[START Dataset entries]
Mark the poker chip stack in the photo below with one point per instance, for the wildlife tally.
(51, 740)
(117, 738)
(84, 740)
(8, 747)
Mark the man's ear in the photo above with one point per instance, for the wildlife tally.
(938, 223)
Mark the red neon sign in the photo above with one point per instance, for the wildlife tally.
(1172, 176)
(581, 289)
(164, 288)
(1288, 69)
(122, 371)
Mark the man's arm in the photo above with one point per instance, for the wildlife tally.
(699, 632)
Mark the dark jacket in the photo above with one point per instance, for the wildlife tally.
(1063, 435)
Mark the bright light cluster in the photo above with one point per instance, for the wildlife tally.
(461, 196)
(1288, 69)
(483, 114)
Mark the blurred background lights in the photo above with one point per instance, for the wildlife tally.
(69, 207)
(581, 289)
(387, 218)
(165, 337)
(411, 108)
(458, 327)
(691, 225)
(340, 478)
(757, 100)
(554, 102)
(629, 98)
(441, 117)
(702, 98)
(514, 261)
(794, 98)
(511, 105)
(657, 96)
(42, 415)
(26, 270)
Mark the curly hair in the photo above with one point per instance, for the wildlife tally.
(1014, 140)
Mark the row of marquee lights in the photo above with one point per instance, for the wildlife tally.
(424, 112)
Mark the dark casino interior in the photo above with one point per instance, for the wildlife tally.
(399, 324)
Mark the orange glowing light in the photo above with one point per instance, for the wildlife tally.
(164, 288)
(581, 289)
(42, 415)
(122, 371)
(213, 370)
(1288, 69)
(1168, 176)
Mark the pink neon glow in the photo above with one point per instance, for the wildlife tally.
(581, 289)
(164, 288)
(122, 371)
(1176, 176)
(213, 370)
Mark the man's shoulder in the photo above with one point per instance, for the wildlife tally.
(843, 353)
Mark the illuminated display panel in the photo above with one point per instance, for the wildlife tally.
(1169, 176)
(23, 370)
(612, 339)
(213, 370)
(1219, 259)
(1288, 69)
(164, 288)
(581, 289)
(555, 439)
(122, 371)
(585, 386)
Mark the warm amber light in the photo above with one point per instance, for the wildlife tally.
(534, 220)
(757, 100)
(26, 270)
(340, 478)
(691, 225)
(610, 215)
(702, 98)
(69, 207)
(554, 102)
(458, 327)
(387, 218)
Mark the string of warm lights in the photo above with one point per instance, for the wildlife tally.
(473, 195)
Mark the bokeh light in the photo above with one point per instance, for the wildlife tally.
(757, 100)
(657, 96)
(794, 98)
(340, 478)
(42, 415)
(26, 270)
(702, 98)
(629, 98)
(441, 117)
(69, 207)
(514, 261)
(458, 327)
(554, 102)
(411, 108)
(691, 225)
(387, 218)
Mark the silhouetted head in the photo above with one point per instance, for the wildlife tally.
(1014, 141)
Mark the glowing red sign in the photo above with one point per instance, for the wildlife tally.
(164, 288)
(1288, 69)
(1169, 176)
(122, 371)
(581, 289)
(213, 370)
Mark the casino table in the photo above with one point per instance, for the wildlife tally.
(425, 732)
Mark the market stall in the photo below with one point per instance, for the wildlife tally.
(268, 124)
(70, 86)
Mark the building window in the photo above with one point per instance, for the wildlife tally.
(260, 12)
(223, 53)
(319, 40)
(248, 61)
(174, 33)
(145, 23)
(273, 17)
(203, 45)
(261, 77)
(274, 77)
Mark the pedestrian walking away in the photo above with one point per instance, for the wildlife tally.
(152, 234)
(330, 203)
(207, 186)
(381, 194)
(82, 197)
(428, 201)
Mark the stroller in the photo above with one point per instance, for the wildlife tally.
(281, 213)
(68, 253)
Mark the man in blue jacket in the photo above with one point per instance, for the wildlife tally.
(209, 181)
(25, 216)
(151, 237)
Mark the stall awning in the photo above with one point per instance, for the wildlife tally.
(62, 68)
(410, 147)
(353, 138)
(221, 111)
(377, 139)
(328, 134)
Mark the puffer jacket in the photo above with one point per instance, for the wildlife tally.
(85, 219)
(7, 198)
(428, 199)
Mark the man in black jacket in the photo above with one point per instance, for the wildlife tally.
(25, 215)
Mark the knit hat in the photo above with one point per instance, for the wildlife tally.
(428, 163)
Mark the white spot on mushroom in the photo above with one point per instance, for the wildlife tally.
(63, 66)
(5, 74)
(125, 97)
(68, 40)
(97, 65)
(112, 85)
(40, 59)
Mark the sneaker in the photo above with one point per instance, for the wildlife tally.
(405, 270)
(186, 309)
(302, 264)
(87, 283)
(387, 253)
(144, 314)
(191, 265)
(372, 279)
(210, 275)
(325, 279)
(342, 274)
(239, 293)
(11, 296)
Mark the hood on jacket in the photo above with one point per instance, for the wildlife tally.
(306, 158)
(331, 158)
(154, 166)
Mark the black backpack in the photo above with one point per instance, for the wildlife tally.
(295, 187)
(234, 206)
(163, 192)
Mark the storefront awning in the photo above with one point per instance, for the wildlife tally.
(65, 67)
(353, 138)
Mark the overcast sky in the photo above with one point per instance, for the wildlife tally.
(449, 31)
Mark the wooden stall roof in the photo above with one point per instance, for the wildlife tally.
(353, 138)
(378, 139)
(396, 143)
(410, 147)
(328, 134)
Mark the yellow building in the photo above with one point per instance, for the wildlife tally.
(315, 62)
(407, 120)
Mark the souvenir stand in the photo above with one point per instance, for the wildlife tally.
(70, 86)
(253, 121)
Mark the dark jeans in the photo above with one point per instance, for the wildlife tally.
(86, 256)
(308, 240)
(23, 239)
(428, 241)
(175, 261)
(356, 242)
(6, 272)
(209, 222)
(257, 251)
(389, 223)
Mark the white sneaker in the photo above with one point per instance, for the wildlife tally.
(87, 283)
[END Dataset entries]
◆ **Task to carry out**:
Reproduce precisely the span of lines that begins at the line containing "Mark the sneaker" and ends with the last line of the listing.

◆ **Solved problem**:
Mark the sneaker in the photo above with one point per instance, for the wildlife tally.
(405, 270)
(186, 309)
(302, 264)
(87, 283)
(387, 253)
(144, 314)
(191, 265)
(372, 279)
(210, 275)
(325, 279)
(342, 274)
(239, 293)
(11, 296)
Mark the hood on jacket in the photo above with one point per instance, for the wildlife tally.
(306, 158)
(331, 158)
(154, 166)
Mark the black backpack in the photo above with one point per instance, for the wildlife tally.
(295, 187)
(234, 206)
(163, 192)
Mark the storefront awning in the photo above with one point per instance, for the wildlife tally.
(65, 67)
(353, 138)
Mark the overcast sky in the photo above with one point per instance, for the wildlife tally.
(449, 31)
Mark the wooden stall roof in the photo above with one point per instance, for the wildlife tally.
(353, 138)
(378, 139)
(396, 143)
(410, 147)
(328, 134)
Mark the yellow building in the photo above with one point per instance, for the wildlife tally.
(315, 62)
(407, 120)
Mark the souvenir stand in the photo above with one point per instance, for the wildlife tally.
(70, 86)
(253, 121)
Mark the dark jeans in the photo above with one point per instance, for the wildlife tally.
(86, 256)
(308, 240)
(23, 239)
(428, 241)
(175, 261)
(356, 242)
(6, 272)
(209, 222)
(257, 251)
(389, 223)
Mark the white sneaker in the photo above with one point per instance, for the wildlife tally.
(87, 283)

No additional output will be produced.